[Start Excerpt]

Saving a coastline has always meant holding the line. If the mangroves survive and the seagrass stays put, the carbon stays locked in the sediment where it belongs. That logic has driven billions in coastal conservation investment over the past decade.
A new global synthesis suggests the logic is incomplete. Whether these carbon stocks survive depends not only on whether the ecosystems persist, but on where they end up – and whether the land behind them is open.
Blue carbon describes the organic carbon held by coastal vegetated ecosystems, built up over thousands of years.
Global reserves across mangroves, salt marshes, and seagrass meadows sit between 10 and 24 billion metric tons, stored mostly in sediments rather than in the plants above them.
Waterlogged soils make these habitats exceptional carbon vaults. Dead material decomposes far more slowly here than in land-based forests. Carbon from centuries ago can still be sitting in coastal sediment today.
Per acre, these ecosystems capture carbon faster than most terrestrial forests, as a recent study documented.
Despite covering under 2% of the ocean surface, they rival total forest carbon storage. That makes their vulnerability consequential at scale.
Agradeep Mohanta, a botany researcher at the Maharaja Sayajirao University of Baroda (MSU Baroda), India, led a synthesis of global datasets, spatial wetland models, and sediment carbon databases to project what climate change means for these ecosystems through 2100.
The central threat isn’t sea level rise in isolation. It’s what happens when wetlands can’t escape it. Rising seas demand landward migration. Where roads, seawalls, and development block that path, there’s nowhere to go.
This is coastal squeeze – the compression of coastal ecosystems against a barrier of human infrastructure.
Trapped between rising water and fixed development, habitats contract and eventually disappear. The sediment carbon they held oxidizes and enters the atmosphere.
Under high coastal pressure, Mohanta’s synthesis estimates that global mangrove sediment carbon stocks could fall between 15 and 30% by 2100. That is a large loss for ecosystems ranked among the most carbon-dense on Earth.
When mangrove forests shrink because they have no room to migrate, the sediment carbon they were sustaining gets exposed to oxygen.
Organic matter locked in oxygen-deprived soil for potentially centuries begins to break down and release. Not gradually. Fast.
This is already happening where seaward mangrove loss isn’t offset by landward gain. The infrastructure lining so many coastlines doesn’t just displace habitat. It freezes carbon that would otherwise stay buried.
The calculation changes when managed retreat enters the picture. Mohanta’s synthesis found that adaptive management – specifically allowing wetlands to migrate inland – could produce net carbon gains globally, even under significant sea level rise.
Prior research on coastal wetland responses to rising seas showed that where inland space exists and development is pulled back, wetland areas can actually grow. Mohanta’s work extends that to carbon stock implications.

[End Excerpt]

• [What is asked]
1. Answer these about the blue carbon article:
(a) How large are global blue carbon reserves across mangroves, salt marshes, and seagrass meadows?
(b) What share of the ocean surface do these ecosystems cover?
(c) Under high coastal pressure, how much could global mangrove sediment carbon stocks fall by 2100?
2. Set down the passage of the blue carbon article starting at "Agradeep Mohanta, a" and ending at "ecosystems through 2100.".
Answer from the blue carbon article alone.

[Start Supplied data]

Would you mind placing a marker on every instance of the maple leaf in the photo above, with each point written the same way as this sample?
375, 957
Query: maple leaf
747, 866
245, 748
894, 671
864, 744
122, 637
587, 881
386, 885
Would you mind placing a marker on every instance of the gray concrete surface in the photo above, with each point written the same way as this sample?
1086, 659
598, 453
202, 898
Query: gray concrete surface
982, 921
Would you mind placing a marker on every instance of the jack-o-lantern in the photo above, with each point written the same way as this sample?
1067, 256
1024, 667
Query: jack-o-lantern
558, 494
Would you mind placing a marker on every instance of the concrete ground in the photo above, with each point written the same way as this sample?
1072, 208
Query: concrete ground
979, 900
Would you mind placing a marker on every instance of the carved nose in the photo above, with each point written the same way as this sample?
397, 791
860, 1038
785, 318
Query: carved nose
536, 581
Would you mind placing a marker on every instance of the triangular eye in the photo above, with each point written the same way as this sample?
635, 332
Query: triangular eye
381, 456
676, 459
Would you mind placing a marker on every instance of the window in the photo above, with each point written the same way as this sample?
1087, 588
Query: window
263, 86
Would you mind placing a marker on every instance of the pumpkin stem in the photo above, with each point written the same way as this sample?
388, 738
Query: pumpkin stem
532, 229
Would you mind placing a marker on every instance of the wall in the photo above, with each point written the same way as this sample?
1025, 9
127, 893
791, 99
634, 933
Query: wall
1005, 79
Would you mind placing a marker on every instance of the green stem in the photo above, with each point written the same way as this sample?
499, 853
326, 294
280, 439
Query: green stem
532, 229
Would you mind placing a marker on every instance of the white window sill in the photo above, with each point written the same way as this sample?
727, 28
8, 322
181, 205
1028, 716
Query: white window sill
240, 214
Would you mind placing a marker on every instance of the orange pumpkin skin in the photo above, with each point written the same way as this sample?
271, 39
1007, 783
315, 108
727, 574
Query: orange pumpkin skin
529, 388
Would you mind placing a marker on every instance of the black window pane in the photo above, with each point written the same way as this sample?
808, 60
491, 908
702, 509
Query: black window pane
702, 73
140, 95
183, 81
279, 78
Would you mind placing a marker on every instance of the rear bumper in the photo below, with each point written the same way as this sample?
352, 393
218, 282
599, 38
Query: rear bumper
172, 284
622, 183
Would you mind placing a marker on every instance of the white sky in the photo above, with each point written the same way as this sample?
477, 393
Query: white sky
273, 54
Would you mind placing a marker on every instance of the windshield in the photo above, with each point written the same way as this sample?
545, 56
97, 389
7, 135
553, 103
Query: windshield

[End Supplied data]

• [Full solutions]
1.
(a) Between 10 and 24 billion metric tons.
(b) Under 2%.
(c) Between 15 and 30%.

2.
Agradeep Mohanta, a botany researcher at the Maharaja Sayajirao University of Baroda (MSU Baroda), India, led a synthesis of global datasets, spatial wetland models, and sediment carbon databases to project what climate change means for these ecosystems through 2100.